Felt outcomes not fine words: why universities need a public value story

Sophie Duncan and Paul Manners have run out of patience with the idea that making a greater impact with research is about messaging it more effectively. For them, it's about a different kind of relationship altogether — one built on trust and mutual benefit.

Sophie Duncan is Co-director of the National Co-ordinating Centre for Public Engagement


Paul Manners is the Director of the National Coordinating Centre for Public Engagement.

Universities often have evidence of impact, yet the public still doesn’t recognise it as theirs.

The problem isn’t that outcomes go undocumented. It’s that the dominant model of public value runs in one direction — research happens, knowledge is produced, benefits eventually flow outward — and then an institution tries to explain why it mattered. However, often the most significant value universities create is constituted by the relationship itself: a community that shapes a research agenda and sees their priorities reflected back; young people who encounter higher education through a partnership that shifts what they believe is possible for them; residents who co-design a neighbourhood health intervention and feel that a local institution is working

The answer to making a greater impact with research isn’t about messaging it more effectively. It’s a different kind of relationship altogether — one built on trust and mutual benefit, where the public are partners in creating value, not audiences for it. The goal isn’t a university sector that is better at communicating. It is a differently organised one — where public value is not a byproduct of what universities do, but the reason they do it.

A familiar crisis, a useful precedent

Institutions that the public don’t feel belong to them are institutions whose claim on public money is always contestable. Twenty years ago, the BBC learned this the hard way. Heading into Charter Renewal, institutional excellence alone wasn’t enough. The response was a Public Value framework: a way of articulating what the BBC was for, how it created value beyond ratings or revenue, and how the public could hold it to account.
-------------------------
» Things to do:
[1] Transcribe the passage of the article on universities and public value starting at "Sophie Duncan and" and ending at "and mutual benefit.".
[2] Answer these questions using the article on universities and public value:
(a) What position does Sophie Duncan hold?
(b) On what is the different kind of relationship the article calls for built?
(c) What did the BBC produce in response when heading into Charter Renewal?
The records come from a separate source.
-------------------------
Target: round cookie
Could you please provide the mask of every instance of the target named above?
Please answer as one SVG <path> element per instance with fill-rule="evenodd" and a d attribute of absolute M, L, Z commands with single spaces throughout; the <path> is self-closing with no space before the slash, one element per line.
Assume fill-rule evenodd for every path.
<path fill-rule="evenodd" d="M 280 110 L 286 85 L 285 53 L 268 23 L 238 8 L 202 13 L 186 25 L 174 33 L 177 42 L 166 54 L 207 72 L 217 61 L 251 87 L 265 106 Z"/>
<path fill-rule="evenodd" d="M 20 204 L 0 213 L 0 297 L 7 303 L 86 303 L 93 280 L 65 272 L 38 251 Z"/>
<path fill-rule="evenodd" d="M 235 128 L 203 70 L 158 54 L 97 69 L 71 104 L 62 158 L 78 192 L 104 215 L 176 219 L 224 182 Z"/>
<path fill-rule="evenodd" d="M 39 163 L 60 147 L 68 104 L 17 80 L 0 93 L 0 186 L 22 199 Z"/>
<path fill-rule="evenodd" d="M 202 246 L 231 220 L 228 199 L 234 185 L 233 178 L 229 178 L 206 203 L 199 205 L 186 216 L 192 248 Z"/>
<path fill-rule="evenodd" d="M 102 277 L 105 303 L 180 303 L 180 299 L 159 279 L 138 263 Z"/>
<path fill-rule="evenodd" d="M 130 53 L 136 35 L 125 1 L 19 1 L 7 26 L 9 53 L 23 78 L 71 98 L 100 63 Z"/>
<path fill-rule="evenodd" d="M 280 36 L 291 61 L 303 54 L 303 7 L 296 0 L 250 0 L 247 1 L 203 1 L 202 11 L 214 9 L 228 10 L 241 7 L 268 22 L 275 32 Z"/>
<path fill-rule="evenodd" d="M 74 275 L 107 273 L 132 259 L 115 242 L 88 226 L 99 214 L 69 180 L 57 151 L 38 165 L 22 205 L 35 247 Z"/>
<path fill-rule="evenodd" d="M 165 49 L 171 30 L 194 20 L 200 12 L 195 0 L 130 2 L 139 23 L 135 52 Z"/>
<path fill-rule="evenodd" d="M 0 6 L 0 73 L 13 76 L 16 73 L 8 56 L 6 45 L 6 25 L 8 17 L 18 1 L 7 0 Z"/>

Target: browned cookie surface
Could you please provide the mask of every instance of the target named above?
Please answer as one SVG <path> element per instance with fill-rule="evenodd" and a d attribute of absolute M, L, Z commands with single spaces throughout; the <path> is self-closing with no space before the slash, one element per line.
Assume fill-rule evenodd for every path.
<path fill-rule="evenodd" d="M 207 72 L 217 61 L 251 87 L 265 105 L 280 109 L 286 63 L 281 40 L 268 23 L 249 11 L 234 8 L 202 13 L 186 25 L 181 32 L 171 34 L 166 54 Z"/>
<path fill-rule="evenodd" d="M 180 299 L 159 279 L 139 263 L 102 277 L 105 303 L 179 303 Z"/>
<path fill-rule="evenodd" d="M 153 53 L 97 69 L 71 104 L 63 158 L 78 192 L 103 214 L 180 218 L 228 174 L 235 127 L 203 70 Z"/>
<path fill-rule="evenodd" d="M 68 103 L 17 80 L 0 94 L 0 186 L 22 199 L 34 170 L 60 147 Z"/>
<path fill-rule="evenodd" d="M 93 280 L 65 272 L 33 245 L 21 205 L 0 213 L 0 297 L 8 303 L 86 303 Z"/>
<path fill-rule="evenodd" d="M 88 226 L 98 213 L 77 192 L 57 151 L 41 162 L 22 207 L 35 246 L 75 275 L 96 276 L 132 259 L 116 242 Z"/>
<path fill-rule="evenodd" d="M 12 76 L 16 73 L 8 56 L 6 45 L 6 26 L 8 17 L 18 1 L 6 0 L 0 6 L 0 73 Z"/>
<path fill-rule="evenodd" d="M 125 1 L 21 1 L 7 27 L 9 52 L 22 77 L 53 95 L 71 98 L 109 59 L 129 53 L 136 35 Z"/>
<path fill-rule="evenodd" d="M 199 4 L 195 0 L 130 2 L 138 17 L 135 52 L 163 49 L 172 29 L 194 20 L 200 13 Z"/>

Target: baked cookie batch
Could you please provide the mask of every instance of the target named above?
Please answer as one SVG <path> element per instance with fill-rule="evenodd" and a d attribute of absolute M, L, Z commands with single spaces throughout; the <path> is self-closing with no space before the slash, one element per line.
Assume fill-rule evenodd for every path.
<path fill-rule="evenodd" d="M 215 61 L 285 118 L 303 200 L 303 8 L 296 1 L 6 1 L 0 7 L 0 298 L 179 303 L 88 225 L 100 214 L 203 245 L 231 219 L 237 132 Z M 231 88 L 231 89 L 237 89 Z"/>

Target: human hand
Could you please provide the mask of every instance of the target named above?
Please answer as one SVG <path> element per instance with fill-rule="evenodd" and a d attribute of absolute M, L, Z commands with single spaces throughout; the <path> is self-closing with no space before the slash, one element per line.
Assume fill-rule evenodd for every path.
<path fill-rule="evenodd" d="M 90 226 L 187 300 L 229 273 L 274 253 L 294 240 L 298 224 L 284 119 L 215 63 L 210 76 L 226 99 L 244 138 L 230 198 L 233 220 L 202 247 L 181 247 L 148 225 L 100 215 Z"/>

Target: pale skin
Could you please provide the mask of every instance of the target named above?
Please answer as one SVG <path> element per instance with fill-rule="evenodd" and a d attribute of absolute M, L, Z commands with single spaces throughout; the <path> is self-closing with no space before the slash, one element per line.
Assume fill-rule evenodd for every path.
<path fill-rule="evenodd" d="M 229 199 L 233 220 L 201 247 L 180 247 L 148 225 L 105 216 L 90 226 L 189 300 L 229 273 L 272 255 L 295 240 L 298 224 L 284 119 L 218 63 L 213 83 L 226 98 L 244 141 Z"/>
-------------------------
» Responses by task:
[1]
Sophie Duncan and Paul Manners have run out of patience with the idea that making a greater impact with research is about messaging it more effectively. For them, it's about a different kind of relationship altogether — one built on trust and mutual benefit.

[2]
(a) Co-director of the National Co-ordinating Centre for Public Engagement
(b) Trust and mutual benefit
(c) A Public Value framework